WORK INSTRUCTION → For the word "white", tally the lines of the data that contain it and give the tally alone.

== SUPPLIED DATA

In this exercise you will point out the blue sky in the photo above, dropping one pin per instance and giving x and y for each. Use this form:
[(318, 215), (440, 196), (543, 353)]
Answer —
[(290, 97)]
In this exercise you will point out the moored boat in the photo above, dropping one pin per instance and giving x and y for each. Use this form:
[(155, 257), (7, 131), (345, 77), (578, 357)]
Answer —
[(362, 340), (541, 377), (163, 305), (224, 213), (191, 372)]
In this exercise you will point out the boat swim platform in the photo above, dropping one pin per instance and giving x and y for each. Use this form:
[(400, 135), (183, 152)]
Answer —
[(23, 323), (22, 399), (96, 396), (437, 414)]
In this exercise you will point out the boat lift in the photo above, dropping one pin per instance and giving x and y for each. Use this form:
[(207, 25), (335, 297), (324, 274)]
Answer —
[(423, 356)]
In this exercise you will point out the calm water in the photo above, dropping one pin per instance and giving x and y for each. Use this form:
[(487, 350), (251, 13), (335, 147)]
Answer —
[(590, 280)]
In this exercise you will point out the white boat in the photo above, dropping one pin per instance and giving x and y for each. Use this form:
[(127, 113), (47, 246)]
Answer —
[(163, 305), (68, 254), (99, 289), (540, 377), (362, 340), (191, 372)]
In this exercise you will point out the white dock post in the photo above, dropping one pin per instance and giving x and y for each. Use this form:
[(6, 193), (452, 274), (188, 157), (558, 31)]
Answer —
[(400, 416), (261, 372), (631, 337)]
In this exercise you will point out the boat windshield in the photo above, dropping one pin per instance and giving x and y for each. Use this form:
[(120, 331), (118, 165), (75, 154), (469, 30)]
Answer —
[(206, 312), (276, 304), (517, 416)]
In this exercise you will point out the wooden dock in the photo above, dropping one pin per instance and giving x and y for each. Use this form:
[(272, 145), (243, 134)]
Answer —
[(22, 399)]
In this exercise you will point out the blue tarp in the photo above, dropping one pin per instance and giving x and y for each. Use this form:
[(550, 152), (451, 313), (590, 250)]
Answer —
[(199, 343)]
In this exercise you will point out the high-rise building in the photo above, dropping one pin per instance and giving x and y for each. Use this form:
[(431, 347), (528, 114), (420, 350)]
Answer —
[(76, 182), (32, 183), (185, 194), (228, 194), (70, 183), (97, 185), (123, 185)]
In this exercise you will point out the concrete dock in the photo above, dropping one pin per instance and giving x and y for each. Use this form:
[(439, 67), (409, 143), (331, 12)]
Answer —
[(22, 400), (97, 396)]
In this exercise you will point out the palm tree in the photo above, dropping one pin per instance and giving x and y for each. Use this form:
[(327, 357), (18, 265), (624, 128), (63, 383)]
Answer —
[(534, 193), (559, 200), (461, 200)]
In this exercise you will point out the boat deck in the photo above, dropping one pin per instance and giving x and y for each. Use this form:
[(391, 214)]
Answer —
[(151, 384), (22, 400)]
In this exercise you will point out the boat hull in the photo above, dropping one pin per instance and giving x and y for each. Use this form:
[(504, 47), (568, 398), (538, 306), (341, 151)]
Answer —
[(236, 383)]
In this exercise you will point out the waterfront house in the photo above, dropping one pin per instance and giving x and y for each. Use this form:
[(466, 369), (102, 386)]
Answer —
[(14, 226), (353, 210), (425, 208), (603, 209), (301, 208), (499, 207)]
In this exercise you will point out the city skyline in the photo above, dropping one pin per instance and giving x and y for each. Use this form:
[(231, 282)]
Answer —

====

ANSWER SPACE → 2